Data extracted from a collection
....
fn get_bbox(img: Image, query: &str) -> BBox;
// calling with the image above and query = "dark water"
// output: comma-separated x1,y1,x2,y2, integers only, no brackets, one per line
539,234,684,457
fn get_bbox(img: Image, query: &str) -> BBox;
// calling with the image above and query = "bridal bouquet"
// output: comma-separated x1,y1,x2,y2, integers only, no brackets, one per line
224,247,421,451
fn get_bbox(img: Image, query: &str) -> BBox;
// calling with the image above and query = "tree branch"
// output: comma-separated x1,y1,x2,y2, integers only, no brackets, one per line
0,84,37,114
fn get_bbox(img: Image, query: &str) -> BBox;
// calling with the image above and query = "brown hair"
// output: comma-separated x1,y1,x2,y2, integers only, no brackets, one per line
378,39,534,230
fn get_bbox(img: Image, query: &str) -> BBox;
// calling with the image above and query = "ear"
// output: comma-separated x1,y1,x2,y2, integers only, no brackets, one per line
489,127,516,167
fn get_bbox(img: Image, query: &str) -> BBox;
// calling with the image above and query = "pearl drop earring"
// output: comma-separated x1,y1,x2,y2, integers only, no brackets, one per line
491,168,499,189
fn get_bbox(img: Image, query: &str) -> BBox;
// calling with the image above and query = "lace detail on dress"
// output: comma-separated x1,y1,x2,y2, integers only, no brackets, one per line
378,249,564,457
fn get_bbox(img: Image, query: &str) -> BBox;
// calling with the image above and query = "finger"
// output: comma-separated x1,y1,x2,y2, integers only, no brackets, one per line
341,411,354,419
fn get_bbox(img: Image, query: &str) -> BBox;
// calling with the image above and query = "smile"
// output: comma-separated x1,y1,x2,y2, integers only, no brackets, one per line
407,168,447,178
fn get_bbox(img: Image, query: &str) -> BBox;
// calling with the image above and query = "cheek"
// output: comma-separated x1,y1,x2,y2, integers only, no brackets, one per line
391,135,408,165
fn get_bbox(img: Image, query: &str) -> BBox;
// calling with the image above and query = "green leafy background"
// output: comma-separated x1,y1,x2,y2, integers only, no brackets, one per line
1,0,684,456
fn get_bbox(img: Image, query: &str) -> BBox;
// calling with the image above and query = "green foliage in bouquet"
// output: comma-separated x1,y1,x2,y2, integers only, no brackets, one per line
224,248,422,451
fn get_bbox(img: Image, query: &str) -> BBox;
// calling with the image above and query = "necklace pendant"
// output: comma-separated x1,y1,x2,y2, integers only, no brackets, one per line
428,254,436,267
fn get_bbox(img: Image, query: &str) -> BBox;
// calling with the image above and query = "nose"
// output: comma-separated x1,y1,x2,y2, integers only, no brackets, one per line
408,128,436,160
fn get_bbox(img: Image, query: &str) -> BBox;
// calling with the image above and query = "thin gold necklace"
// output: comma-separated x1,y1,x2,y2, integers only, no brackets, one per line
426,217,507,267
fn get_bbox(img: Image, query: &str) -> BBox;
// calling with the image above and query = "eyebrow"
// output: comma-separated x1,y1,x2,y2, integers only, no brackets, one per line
....
Work instruction
Please output the complete set of records above without any alteration.

Solution below
fn get_bbox(img: Image, query: &str) -> BBox;
// calling with the image above and query = "dark water"
// output: comma-separated x1,y1,x2,y2, integers only, no brackets, one per line
539,234,684,457
fn get_bbox(img: Image, query: &str) -> BBox;
// calling with the image above and query = "bridal bouquet"
// output: comma-separated x1,y1,x2,y2, integers only, no brackets, one per line
224,247,421,451
fn get_bbox(img: Image, query: &str) -> BBox;
// calling with the image above and query = "tree branch"
// output: comma-separated x1,y1,x2,y2, integers only, no brackets, one per line
0,84,37,114
fn get_bbox(img: Image, query: &str) -> BBox;
// calling with the image above and query = "brown hair"
// output: comma-separated x1,y1,x2,y2, integers only, no brackets, one per line
378,39,534,230
fn get_bbox(img: Image, query: &str) -> BBox;
// calling with the image above and query = "ear"
// output: comma-separated x1,y1,x2,y2, integers only, no brackets, one per line
489,127,516,167
fn get_bbox(img: Image, query: &str) -> BBox;
// calling with the image above and query = "pearl drop earring"
// output: comma-separated x1,y1,x2,y2, integers only, no brackets, one per line
491,168,499,189
fn get_bbox(img: Image, query: &str) -> BBox;
// calling with the image above and query = "lace detail on dress"
// output: comma-separated x1,y1,x2,y2, integers only, no brackets, one per line
378,249,564,457
fn get_bbox(img: Image, query: &str) -> BBox;
// calling with the image above and query = "finger"
// output: comma-separated x1,y1,x2,y2, integers only, no brackets, one per line
341,411,354,419
fn get_bbox(img: Image, query: &str) -> BBox;
// calling with the image above and query = "smile"
// output: comma-separated x1,y1,x2,y2, integers only, no brackets, one per line
407,168,447,178
fn get_bbox(img: Image, query: &str) -> BBox;
// calling with the image above and query = "cheek"
// output: comma-separated x1,y1,x2,y2, integers only, no brackets, one per line
391,135,408,165
fn get_bbox(img: Image, query: &str) -> BBox;
// calling with the image above and query = "green leafy background"
// output: comma-separated x1,y1,x2,y2, integers only, no brackets, one per line
1,0,684,456
fn get_bbox(img: Image, query: &str) -> BBox;
// calling with the image above and query = "green foliage in bouquet"
// output: comma-separated x1,y1,x2,y2, integers only, no brackets, one per line
224,248,422,451
fn get_bbox(img: Image, query: &str) -> BBox;
// calling with the image above and query = "necklace pendant"
// output: comma-separated x1,y1,x2,y2, integers only, no brackets, one per line
428,254,436,267
fn get_bbox(img: Image, query: &str) -> BBox;
// calling with the image above and query = "nose"
// output: comma-separated x1,y1,x2,y2, integers only, no brackets, one per line
408,128,436,160
fn get_bbox(img: Image, query: &str) -> BBox;
// calling with the image above and query = "thin gold necklace"
// output: comma-separated x1,y1,x2,y2, integers only, no brackets, one per line
426,217,507,267
fn get_bbox(img: Image, query: &str) -> BBox;
// calling with the image above and query = "eyebrow"
// output: comma-separated x1,y1,x2,y2, integers only, no brackets, one per line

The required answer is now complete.